→ Task to carry out: Each record below has to be printed verbatim.

━━━━

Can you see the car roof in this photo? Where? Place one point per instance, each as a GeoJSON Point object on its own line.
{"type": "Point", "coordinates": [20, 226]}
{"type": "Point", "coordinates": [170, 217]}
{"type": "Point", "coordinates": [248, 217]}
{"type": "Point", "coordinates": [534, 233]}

━━━━

→ Task response:
Can you see the car roof in this photo? Where? Place one point per instance, each as a GeoJSON Point object on its own line.
{"type": "Point", "coordinates": [20, 226]}
{"type": "Point", "coordinates": [170, 217]}
{"type": "Point", "coordinates": [248, 217]}
{"type": "Point", "coordinates": [534, 233]}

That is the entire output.